_Tâche à réaliser_. Poursuivez le texte de lecture, qui porte sur le refus de titre de séjour opposé à M. et Mme B..., juste après sa dernière phrase.

_Texte de lecture_.
_ _ _ _ _

6. Comme il a été exposé ci-dessus, il ne ressort pas des pièces produites par M. et Mme B... que l'état de santé de leur fils nécessiterait sa présence en France. Par ailleurs, les décisions contestées n'ont ni pour objet ni pour effet de séparer les intéressés de leurs enfants qui pourront poursuivre leur scolarité hors de France, notamment en Algérie, pays dont ils ont la nationalité. Par suite, les décisions portant refus de titre de séjour et obligation de quitter le territoire français ne peuvent être regardées comme ayant été prises en méconnaissance de l'intérêt supérieur des enfants de M. et Mme B.... Dès lors, le moyen tiré de la méconnaissance de l'article 3-1 de la convention internationale des droits de l'enfant doit être écarté.

_ _ _ _ _

_Extraits de données_.
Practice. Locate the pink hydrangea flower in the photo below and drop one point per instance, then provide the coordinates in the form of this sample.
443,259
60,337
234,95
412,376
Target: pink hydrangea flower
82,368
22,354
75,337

_ _ _ _ _

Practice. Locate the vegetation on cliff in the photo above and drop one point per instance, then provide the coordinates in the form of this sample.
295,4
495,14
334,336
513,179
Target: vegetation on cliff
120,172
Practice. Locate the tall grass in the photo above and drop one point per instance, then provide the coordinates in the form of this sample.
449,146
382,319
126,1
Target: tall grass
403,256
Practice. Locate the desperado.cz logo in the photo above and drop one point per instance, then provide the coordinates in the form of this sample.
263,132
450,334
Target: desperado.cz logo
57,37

_ _ _ _ _

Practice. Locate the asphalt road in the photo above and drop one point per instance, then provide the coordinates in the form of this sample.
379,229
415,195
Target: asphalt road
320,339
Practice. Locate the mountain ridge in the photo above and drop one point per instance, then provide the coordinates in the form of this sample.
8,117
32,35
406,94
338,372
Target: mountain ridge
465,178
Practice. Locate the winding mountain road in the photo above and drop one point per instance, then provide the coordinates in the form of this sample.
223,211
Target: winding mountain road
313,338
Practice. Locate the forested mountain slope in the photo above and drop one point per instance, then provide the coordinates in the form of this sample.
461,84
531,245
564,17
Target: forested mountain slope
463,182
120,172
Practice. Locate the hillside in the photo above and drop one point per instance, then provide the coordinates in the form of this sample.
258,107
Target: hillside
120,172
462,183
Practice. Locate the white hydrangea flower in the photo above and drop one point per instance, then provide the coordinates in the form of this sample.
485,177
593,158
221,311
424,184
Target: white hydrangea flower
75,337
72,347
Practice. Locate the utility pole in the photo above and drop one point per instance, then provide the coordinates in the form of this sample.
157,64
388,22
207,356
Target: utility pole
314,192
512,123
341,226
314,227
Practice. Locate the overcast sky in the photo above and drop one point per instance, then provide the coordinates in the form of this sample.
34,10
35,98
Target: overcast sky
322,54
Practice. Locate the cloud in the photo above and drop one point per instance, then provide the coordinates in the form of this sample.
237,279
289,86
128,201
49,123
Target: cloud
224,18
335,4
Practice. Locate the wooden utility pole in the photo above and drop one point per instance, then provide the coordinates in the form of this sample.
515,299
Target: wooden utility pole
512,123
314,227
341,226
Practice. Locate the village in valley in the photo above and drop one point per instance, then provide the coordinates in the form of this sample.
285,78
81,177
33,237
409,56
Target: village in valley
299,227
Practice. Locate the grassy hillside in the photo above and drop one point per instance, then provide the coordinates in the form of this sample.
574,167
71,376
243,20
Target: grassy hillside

_ _ _ _ _

_Votre réponse_.
7. Pour les motifs exposés aux points précédents, le moyen tiré de ce que les décisions portant obligation de quitter le territoire français seraient privées de base légale en raison de l'illégalité des décisions portant refus de titre de séjour doit être écarté.
8. Si M. et Mme B... invoquent la fermeture des frontières avec l'Algérie liée à l'épidémie de covid-19, cette circonstance est seulement susceptible de modifier, le cas échéant, les conditions de l'exécution des mesures d'éloignement, mais demeure sans incidence sur leur légalité.
9. Pour les motifs exposés aux points précédents, le moyen tiré de ce que les décisions fixant le pays de renvoi seraient privées de base légale en raison de l'illégalité des décisions portant refus de titre de séjour et obligation de quitter le territoire français doit être écarté.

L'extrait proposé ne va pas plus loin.